— BEGIN Text to read —
Test cricket can survive T20 boom, says Andrew Strauss

·4 min read
Trent Boult - Andrew Strauss: Future of English cricket 'at risk' due to 12-month franchise contracts - Alex Davidson/Getty Images
Trent Boult - Andrew Strauss: Future of English cricket 'at risk' due to 12-month franchise contracts - Alex Davidson/Getty Images

Sir Andrew Strauss has warned that English cricket must not have its "head in the sand" as it adjusts to the expansion of short-format leagues.

Strauss is chairman of the ECB’s cricket committee, and is leading the high performance review into the future of the English game. The former Test captain stressed the need for England to be nimble as the sport undergoes major changes.

“The cricket world around us is changing unbelievably quickly,” Strauss said. “Every day, every week, every month, we're seeing a new example of how that world is changing around us. And one thing that we're having to ask ourselves in this country is where does our game fit into all of that?

“At both domestic and international level what are we meant to be prioritising, investing in, not investing in etc, to make sure that the game remains strong and relevant and that we have incentives there for our players to play both red and white-ball cricket?”

Telegraph Sport recently revealed that IPL franchises hope to have players on 12-month-a-year contracts. Emphasising the threat posed to the international game, Trent Boult, the star New Zealand pace bowler, last week withdrew from his international central contract to free more space in his schedule to play in franchise tournaments. Two major T20 leagues, in South Africa and the UAE, launch next January.

Strauss said that such developments added to uncertainty about the future of the sport.

“It definitely feels like right at the moment, the rate of change is increasing. And the truth is, none of us know what's around the corner so you can all look into the future and go, 'Yeah, we're going to have this situation where players are signed up to franchises for 12 months of the year and there's less international cricket.' We don't know any of that at this point.

“One of the things that we need to be conscious of in the game in this country is we have to be nimble and adaptable. And we can't afford to be slow moving and have our heads in the sand. I think that's really important that we set ourselves up in this country, we set the game up in a way that allows us to be flexible and adaptable.”
— END Text to read —
**Work instructions:**
**A.** Answer these from the article on Strauss and the T20 boom:
(i) Which committee does Andrew Strauss chair?
(ii) Which player recently withdrew from his international central contract?
(iii) In which two places are major T20 leagues launching next January?
**B.** Pick up the article on Strauss and the T20 boom after its final sentence and carry it on for a paragraph or two.
— BEGIN Material provided —
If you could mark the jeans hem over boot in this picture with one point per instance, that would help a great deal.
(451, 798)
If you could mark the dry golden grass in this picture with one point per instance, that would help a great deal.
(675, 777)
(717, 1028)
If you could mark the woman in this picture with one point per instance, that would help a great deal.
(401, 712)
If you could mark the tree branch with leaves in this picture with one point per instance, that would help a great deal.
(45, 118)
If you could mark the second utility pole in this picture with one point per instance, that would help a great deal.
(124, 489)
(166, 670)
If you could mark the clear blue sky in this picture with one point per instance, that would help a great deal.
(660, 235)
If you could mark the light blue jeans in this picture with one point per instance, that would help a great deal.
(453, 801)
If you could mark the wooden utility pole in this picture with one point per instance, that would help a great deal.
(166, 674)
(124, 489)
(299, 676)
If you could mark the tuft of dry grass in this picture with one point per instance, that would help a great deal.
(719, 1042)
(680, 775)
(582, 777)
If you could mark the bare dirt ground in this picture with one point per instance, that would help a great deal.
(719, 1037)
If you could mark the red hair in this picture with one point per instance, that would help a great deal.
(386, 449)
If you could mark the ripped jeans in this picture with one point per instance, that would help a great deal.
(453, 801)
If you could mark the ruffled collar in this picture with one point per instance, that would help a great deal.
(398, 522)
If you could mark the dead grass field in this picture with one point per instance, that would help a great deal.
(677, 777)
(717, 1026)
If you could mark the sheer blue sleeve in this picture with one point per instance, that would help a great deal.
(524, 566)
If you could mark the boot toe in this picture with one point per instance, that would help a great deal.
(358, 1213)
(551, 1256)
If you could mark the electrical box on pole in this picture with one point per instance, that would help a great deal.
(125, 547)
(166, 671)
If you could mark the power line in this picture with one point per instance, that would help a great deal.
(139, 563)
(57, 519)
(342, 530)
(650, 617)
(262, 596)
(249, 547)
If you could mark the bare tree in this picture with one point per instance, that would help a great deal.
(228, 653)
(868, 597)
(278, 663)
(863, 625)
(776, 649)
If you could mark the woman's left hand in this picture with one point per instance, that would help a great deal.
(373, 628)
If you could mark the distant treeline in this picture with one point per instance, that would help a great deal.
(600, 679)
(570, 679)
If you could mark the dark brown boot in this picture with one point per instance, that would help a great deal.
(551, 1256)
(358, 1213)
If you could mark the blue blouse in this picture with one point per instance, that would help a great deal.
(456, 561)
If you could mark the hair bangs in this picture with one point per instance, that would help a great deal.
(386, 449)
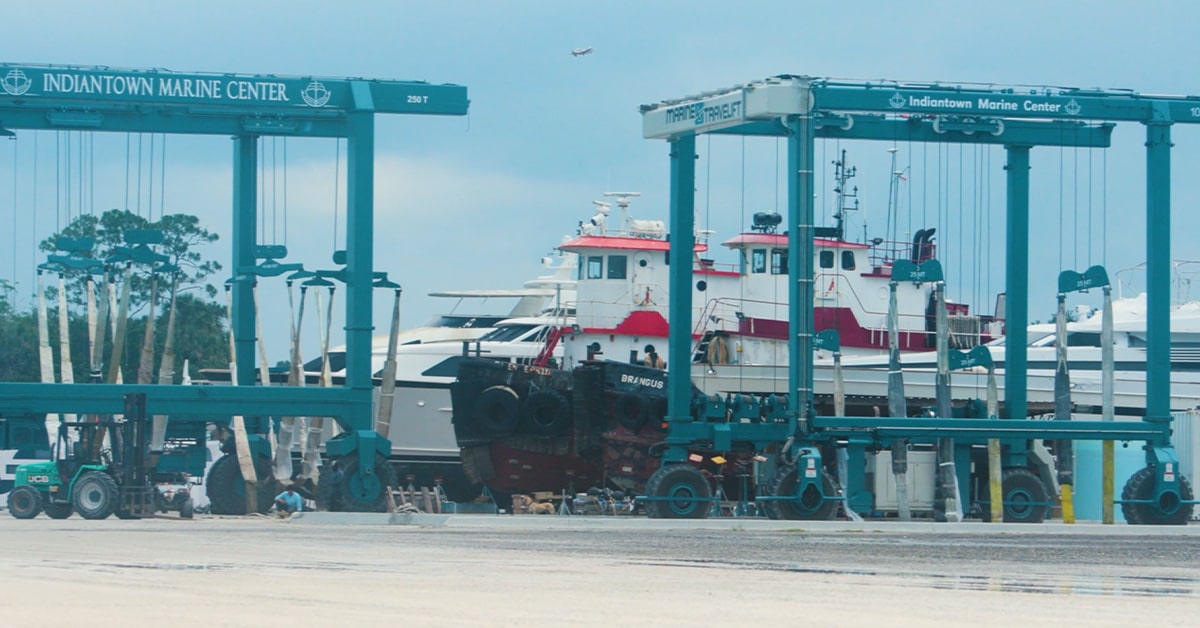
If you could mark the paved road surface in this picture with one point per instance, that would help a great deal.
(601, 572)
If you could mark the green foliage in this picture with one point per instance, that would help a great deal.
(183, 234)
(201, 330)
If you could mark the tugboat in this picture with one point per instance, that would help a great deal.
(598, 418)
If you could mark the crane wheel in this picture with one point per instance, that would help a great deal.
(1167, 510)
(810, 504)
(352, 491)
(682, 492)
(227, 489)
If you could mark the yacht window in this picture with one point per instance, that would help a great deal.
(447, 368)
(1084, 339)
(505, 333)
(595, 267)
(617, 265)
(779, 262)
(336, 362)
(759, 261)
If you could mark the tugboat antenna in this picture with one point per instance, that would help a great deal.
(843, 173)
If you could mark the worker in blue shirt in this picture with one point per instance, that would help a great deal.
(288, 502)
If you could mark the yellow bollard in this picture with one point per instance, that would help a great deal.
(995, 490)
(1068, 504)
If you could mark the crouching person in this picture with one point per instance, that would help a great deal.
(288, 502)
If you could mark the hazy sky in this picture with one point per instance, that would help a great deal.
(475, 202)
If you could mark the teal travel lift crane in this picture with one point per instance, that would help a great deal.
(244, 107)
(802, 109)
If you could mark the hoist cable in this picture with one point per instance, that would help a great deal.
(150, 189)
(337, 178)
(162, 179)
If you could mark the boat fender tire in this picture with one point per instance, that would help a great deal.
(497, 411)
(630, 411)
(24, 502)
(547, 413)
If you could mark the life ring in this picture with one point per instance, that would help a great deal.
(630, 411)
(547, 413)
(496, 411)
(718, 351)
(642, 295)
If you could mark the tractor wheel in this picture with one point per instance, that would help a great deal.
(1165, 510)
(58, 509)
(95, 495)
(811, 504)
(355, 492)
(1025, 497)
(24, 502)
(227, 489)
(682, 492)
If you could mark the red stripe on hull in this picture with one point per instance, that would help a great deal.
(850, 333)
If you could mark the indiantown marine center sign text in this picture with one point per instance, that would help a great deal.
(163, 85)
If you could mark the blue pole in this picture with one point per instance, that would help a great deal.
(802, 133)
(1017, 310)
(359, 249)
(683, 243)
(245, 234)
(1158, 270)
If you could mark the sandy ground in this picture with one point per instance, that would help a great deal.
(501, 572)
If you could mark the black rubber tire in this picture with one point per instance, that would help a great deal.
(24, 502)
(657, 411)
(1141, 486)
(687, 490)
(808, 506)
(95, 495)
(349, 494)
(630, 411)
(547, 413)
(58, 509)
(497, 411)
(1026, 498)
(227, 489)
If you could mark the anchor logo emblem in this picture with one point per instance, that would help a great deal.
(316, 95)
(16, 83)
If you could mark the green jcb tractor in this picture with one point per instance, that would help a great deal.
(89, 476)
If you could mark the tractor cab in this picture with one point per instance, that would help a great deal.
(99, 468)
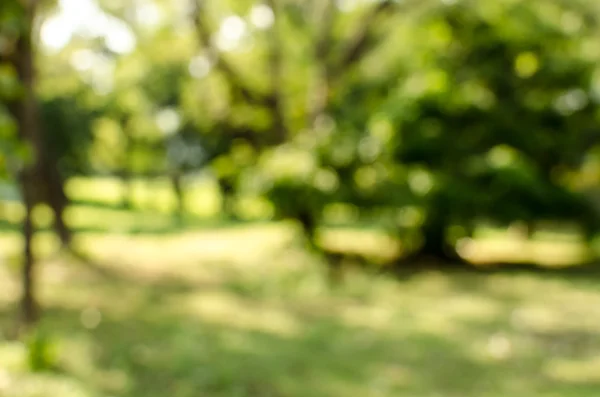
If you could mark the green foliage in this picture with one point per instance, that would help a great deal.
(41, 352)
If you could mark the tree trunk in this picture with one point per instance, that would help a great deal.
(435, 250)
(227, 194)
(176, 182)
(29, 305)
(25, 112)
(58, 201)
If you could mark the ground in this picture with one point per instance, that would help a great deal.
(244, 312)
— END Material provided —
**Answer list:**
**A.**
(i) The ECB's cricket committee.
(ii) Trent Boult, the New Zealand pace bowler.
(iii) South Africa and the UAE.

**B.**
Strauss warned that the number of short-format leagues gave players greater power. He suggested that England had to be more conscious of the need to continue to make Test cricket attractive for players. While central contracts are highly lucrative, the ECB have been considering ways to make focusing on the first-class game more attractive for players outside the full international set-up.

“They [the players] will always look at those opportunities side by side and decide what's best for them and you don't hold that against them," Strauss said.

"And so we need to continue promoting all the brilliant things that cricket in this country offers players - we want to have a strong vibrant domestic game and we want to make sure the players are playing the right balance of formats as well so that it's not all drifting down that white-ball short-form route. There's still plenty of players that want to commit and challenge themselves to be the best Test cricketers they can be.”

Strauss believes that Test cricket around the world can co-exist alongside T20, but admitted that the format faces profound challenges.

“One thing we know in other countries, Test cricket doesn’t pay the bills, like it does here,” he said. “The T20 format is the way that a lot of people get introduced to the game in the first place. I still maintain that they can sit together comfortably, Test cricket and T20 cricket. But the challenge we have is [to provide a] manageable schedule that allows players to do both. That is really complicated. It’s multi-dimensional.”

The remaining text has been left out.